Objective:
Rescale the part of the lines that opens with the line containing "Note: pick out each instance of the dark hardwood" and runs through the end of the records by writing out every line again in full. Multiply each coordinate in the answers by 1.65 and round it to a whole number, with halves rounded up.

Raw records
· · · ·

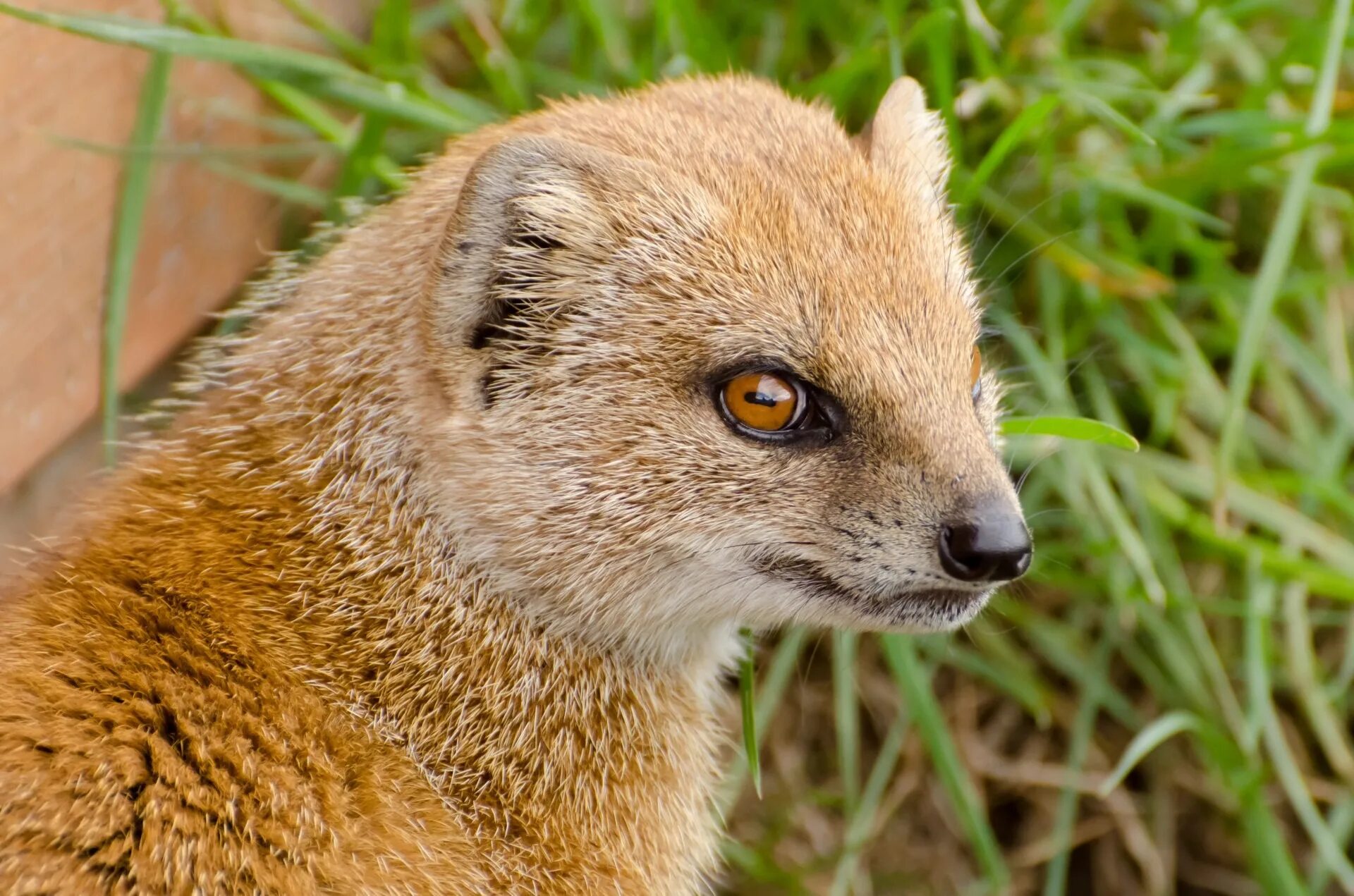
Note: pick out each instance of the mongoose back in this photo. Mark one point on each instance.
(431, 585)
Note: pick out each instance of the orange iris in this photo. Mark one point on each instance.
(762, 401)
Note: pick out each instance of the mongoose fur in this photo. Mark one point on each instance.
(431, 587)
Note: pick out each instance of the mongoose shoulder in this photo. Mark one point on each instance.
(431, 587)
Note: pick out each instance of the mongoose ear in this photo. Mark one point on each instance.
(908, 141)
(538, 223)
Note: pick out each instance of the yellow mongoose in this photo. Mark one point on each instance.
(431, 588)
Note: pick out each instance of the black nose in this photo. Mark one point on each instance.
(989, 546)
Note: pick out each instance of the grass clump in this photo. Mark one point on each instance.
(1159, 201)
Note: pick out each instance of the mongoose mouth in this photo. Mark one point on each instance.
(931, 609)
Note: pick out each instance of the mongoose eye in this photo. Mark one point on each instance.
(764, 403)
(975, 374)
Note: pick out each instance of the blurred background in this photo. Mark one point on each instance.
(1159, 195)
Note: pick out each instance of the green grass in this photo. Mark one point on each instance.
(1159, 202)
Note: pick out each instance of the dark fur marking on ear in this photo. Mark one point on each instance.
(535, 240)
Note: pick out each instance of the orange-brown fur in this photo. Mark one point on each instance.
(362, 623)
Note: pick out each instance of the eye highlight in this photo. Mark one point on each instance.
(764, 403)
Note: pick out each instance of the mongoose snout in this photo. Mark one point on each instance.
(989, 544)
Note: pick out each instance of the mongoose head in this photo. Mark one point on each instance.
(709, 360)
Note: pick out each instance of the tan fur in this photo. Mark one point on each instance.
(405, 604)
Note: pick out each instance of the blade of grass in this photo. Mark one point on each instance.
(775, 680)
(748, 693)
(1279, 253)
(846, 713)
(1083, 730)
(913, 681)
(133, 191)
(1075, 428)
(864, 819)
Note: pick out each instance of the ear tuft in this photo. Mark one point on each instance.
(908, 141)
(537, 232)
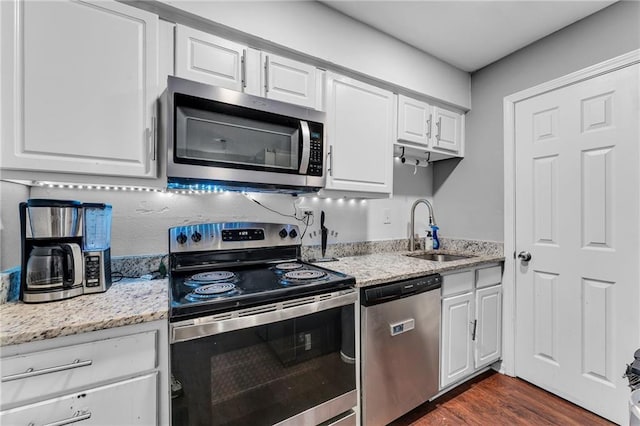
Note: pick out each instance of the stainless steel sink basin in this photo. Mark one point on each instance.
(439, 257)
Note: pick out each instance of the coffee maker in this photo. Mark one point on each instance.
(52, 259)
(97, 247)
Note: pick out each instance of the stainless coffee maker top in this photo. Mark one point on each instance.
(54, 218)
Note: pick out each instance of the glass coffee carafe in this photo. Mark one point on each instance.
(53, 266)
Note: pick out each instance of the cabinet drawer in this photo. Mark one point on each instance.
(37, 374)
(460, 282)
(486, 277)
(129, 402)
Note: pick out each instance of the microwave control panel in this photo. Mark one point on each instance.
(315, 154)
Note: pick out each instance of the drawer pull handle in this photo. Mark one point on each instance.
(78, 417)
(31, 372)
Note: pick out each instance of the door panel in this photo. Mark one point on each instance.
(489, 326)
(457, 321)
(209, 59)
(577, 213)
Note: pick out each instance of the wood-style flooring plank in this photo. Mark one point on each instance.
(496, 399)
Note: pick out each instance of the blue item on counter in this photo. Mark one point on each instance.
(436, 239)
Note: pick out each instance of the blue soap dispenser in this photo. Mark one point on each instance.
(434, 235)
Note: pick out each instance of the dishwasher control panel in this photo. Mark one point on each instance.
(399, 289)
(401, 327)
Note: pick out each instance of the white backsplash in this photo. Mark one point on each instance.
(141, 219)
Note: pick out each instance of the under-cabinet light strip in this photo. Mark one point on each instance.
(200, 190)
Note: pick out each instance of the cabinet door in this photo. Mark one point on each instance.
(290, 81)
(488, 346)
(79, 82)
(359, 135)
(414, 121)
(448, 127)
(34, 375)
(129, 402)
(457, 324)
(209, 59)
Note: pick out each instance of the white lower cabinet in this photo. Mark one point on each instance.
(128, 402)
(471, 335)
(107, 377)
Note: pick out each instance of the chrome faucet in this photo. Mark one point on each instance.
(432, 221)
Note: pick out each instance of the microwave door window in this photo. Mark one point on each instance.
(235, 141)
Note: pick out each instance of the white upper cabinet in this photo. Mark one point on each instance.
(430, 129)
(209, 59)
(414, 121)
(359, 134)
(448, 135)
(206, 58)
(291, 81)
(79, 82)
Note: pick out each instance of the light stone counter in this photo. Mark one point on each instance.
(137, 301)
(379, 268)
(125, 303)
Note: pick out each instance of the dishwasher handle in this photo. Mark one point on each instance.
(399, 289)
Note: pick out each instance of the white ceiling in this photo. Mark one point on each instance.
(468, 34)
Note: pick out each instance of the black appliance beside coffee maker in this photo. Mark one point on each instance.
(59, 260)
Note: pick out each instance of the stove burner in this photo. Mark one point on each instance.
(289, 266)
(212, 276)
(210, 291)
(302, 277)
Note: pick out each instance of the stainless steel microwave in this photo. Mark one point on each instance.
(220, 137)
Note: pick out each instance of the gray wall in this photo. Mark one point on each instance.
(468, 194)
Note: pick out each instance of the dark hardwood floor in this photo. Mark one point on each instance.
(496, 399)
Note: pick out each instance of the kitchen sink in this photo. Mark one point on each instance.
(438, 257)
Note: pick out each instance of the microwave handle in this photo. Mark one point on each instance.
(306, 147)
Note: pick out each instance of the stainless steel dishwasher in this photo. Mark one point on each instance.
(400, 343)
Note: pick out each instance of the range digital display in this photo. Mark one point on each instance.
(242, 234)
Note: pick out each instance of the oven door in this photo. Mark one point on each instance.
(285, 363)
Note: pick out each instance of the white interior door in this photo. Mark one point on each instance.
(577, 214)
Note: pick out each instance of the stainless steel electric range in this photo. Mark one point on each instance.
(258, 336)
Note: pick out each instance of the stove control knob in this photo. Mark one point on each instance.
(181, 238)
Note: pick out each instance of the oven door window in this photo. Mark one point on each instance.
(230, 136)
(261, 375)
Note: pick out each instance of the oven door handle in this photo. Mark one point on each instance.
(273, 312)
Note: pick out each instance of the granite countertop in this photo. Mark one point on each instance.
(136, 301)
(378, 268)
(125, 303)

· · · ·

Solved problem:
Note: pick out each instance of the dark hardwood floor in this photo. Mark one point on each instance.
(818, 658)
Note: pick out each instance of the kitchen sink in this photo. Mark one point on each instance.
(723, 424)
Note: pick out each instance of the microwave handle in this photo. Mark one point on each instance.
(505, 243)
Note: pick out each instance of the stainless steel dishwasher in this photo. Mark one point on each instance.
(660, 566)
Note: pick out each instance of the range digital display in this photo. Mark one point on each instance.
(399, 386)
Note: pick out each instance of the oven door in this photo. Mark one point on each instance.
(470, 599)
Note: pick out each instance of the white interior door in this photo. Mark one point on each instance.
(952, 353)
Note: pick out each instance of the stainless steel electric range in this photo. Mark one point on each instance.
(426, 554)
Note: pick out each instance of the stove control knob in this photo. Mark one point on each instance.
(299, 393)
Note: pick out each instance of the oven door window in this photo. Mark one point on each instance.
(380, 224)
(431, 619)
Note: pick out each instance of the oven door handle in this photo. Mark one point on each instance.
(450, 515)
Note: pick out each instance of the granite countertop in this photo. Mark one point on each instance.
(224, 497)
(624, 442)
(206, 500)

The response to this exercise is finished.